▶ [Excerto do texto]:
▽

Acórdão do Tribunal da Relação de Guimarães
Processo:
157/10.2TBFAF-C.G1
Relator: ESPINHEIRA BALTAR
Descritores: OPOSIÇÃO À EXECUÇÃO
DÍVIDA DE CÔNJUGES
BENS COMUNS DO CASAL
DIVÓRCIO
PENHORA
Nº do Documento: RG
Data do Acordão: 09/18/2012
Votação: UNANIMIDADE
Texto Integral: S
Privacidade: 1
Meio Processual: APELAÇÃO
Decisão: IMPROCEDENTE
Indicações Eventuais: 2ª SECÇÃO CÍVEL
Sumário: 1 – O cônjuge que não conste do título executivo pode ser demandado na acção executiva desde que o exequente alegue factos que levem à conclusão da comunicabilidade da dívida e aquele aceite expressa ou tacitamente a sua comunicabilidade, o que leva assumir o estatuto de executado e a dívida considerada comum.
2 – No caso de não a aceitar e provar a separação de bens ou o divórcio com inventário pendente, a dívida será tratada como da responsabilidade exclusiva do executado, respondendo os seus bens pessoais e a meação nos bens comuns, sendo suspensa a execução até à partilha.
Decisão Texto Integral: Acordam em Conferência na Secção Cível da Relação de Guimarães

M… deduziu oposição à execução, em que é exequente L…, alegando, em síntese, que não aceita a comunicabilidade da dívida; encontra-se divorciada do executado desde o dia 13 de Novembro de 2009; que foi penhorado o seu vencimento, que não é bem comum do casal; em 4 de Maio de 2010 requereu a instauração de inventário judicial para partilha de bens comuns do casal.
Conclui no sentido de que a penhora deve incidir sobre a meação dos bens comuns do casal. E, subsidiariamente, suscita a nulidade da sua citação, que deveria ser prévia à penhora, o que determina a nulidade de todos os actos praticados.

O exequente impugnou a oposição, pugnando pela sua improcedência.

No despacho saneador foi julgada procedente a oposição nos seguintes termos:
1 – Declaro extinta a execução no que concerne à ora oponente, M…, determinando o levantamento de penhoras que incidam sobre os seus bens próprios, nomeadamente sobre o seu vencimento, sendo devolvido à oponente as quantias do seu salário que tenham sido penhoradas.

△

▶ [Conteúdo da listagem]:

▽

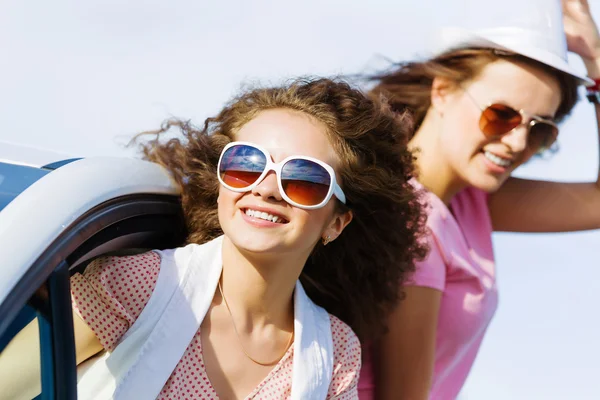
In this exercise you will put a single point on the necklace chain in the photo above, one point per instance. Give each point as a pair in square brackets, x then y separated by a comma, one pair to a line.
[240, 340]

△

▶ [Objetivo da tarefa]:
Responda, com base no acórdão, às perguntas seguintes:
(a) Quem é o relator do processo?
(b) Desde que dia a oponente está divorciada do executado?
(c) Em que data requereu a oponente a instauração de inventário judicial para partilha dos bens comuns do casal?

▶ [Resolução escrita]:
(a) Espinheira Baltar.
(b) Desde 13 de novembro de 2009.
(c) Em 4 de maio de 2010.